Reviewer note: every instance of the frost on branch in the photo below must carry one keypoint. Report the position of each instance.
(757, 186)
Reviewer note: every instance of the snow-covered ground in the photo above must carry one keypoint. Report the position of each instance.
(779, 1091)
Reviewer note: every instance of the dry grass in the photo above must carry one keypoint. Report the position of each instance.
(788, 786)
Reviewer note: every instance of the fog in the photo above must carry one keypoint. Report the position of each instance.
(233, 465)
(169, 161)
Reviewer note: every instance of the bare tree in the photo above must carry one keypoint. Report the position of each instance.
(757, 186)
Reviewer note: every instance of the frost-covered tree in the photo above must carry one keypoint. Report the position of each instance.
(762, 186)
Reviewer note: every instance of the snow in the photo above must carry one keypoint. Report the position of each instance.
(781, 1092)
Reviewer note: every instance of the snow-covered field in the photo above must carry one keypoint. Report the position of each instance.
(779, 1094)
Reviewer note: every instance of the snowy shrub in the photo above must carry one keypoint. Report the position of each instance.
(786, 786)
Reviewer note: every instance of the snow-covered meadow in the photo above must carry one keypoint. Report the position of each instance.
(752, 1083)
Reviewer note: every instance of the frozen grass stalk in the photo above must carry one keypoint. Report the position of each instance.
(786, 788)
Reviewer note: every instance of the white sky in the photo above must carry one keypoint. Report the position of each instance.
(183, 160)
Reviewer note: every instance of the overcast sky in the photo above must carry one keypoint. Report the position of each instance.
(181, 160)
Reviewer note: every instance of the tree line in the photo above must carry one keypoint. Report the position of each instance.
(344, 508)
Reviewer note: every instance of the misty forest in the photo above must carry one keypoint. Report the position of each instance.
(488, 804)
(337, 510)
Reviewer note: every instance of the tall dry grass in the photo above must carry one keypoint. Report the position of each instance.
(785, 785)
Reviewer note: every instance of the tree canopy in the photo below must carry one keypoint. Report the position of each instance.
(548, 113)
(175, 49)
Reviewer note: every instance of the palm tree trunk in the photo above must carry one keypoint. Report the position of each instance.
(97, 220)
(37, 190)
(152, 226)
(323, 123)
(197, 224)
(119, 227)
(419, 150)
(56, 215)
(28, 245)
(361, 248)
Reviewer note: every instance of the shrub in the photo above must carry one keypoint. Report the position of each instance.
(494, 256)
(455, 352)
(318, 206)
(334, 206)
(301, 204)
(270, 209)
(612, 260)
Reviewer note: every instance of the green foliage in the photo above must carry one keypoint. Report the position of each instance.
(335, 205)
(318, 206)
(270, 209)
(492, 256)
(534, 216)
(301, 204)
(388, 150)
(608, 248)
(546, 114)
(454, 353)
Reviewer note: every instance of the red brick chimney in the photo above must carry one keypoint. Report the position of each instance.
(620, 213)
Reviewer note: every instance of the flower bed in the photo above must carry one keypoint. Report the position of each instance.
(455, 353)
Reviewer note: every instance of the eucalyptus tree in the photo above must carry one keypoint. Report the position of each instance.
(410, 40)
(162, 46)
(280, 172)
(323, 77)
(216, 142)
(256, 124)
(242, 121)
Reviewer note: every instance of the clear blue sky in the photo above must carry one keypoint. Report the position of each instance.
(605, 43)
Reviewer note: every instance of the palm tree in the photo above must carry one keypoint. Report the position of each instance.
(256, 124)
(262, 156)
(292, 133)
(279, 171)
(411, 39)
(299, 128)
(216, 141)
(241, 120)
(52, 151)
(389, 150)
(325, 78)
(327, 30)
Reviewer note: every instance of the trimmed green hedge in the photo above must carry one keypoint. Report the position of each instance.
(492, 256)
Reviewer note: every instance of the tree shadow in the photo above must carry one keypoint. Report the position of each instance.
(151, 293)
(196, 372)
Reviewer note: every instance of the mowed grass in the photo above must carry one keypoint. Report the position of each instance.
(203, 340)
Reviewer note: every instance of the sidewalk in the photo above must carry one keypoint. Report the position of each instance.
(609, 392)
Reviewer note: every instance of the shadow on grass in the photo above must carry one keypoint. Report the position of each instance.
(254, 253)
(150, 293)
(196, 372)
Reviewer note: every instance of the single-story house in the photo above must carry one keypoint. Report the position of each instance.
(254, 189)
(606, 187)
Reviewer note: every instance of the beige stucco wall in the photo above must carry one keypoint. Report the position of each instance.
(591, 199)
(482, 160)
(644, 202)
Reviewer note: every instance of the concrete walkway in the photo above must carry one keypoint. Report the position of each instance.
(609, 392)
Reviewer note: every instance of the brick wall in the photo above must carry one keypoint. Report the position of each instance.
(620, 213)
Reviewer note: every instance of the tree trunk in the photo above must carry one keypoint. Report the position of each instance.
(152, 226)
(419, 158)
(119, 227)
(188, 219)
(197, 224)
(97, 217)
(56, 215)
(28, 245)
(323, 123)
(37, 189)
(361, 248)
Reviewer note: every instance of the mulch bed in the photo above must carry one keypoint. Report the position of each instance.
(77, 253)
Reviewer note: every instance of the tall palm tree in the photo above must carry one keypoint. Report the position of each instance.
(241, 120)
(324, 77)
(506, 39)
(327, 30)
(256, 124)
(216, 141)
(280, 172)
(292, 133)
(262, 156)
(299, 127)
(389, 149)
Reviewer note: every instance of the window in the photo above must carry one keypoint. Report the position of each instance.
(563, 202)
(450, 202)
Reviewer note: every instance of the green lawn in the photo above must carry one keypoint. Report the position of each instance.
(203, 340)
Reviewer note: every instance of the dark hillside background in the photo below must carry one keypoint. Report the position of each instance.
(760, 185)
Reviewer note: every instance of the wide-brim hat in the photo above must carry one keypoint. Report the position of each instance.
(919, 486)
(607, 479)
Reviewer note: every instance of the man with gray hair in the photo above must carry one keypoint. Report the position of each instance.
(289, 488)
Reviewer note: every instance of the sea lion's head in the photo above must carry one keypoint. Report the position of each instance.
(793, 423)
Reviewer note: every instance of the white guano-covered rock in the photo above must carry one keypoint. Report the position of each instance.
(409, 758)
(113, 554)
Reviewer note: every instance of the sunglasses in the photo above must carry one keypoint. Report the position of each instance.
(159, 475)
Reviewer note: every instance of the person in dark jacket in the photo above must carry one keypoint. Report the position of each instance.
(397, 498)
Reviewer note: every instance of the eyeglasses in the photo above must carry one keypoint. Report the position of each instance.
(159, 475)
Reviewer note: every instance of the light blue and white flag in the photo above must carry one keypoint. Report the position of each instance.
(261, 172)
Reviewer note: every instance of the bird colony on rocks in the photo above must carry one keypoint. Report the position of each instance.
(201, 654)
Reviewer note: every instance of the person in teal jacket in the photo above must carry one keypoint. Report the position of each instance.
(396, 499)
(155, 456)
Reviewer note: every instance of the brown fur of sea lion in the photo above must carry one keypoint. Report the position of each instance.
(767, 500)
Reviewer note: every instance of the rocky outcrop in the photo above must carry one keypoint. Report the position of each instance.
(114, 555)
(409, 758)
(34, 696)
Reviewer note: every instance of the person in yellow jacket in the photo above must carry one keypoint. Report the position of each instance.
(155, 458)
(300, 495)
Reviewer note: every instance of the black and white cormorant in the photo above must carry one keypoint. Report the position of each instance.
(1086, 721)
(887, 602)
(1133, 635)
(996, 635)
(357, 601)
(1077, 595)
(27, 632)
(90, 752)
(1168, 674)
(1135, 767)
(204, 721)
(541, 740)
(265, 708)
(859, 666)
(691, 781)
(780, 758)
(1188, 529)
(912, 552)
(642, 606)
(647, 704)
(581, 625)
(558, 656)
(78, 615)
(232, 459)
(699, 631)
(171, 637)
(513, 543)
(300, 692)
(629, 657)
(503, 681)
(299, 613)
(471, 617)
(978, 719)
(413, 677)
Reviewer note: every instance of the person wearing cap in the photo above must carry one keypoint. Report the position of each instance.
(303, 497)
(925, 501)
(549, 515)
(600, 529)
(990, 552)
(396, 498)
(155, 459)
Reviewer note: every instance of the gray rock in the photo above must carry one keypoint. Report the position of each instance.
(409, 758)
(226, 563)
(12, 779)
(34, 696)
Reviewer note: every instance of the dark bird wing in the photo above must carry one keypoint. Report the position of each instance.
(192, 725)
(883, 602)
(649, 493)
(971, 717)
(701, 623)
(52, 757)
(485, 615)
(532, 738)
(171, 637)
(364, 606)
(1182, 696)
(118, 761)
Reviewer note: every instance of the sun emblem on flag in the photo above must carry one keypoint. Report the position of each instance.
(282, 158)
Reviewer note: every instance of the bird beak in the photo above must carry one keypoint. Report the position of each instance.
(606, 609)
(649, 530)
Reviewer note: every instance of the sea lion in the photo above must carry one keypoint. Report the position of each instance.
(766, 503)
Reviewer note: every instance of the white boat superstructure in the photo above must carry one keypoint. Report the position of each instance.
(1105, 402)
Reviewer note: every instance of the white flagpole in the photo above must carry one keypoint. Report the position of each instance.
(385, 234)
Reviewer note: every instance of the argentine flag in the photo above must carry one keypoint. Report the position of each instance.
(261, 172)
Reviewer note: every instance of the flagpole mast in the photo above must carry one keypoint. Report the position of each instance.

···

Work task:
Nothing but the lines from the one containing "Reviewer note: every instance of the bird beak" through the end of the entries belongs in the answer; repeat them exactly.

Task answer:
Reviewer note: every instance of the bird beak in the photo above must carry one keypoint. Report the position of each instance.
(606, 609)
(649, 530)
Reviewer note: every instance of the sea lion in the photo above must carry one keypoint. Report the position of each instance.
(766, 503)
Reviewer note: every instance of the white boat superstructure in the photo above must carry one keypoint. Report the position of each instance.
(1105, 402)
Reviewer note: every instance of the white flagpole in the photo above must carry one keypoint. Report the position of each instance.
(385, 234)
Reviewer note: every instance of the argentine flag in the photo above must carry one keypoint. Report the position of each instance.
(261, 172)
Reviewer note: every instance of the flagpole mast in the photo above must carry one keypoint. Report the position of each instance.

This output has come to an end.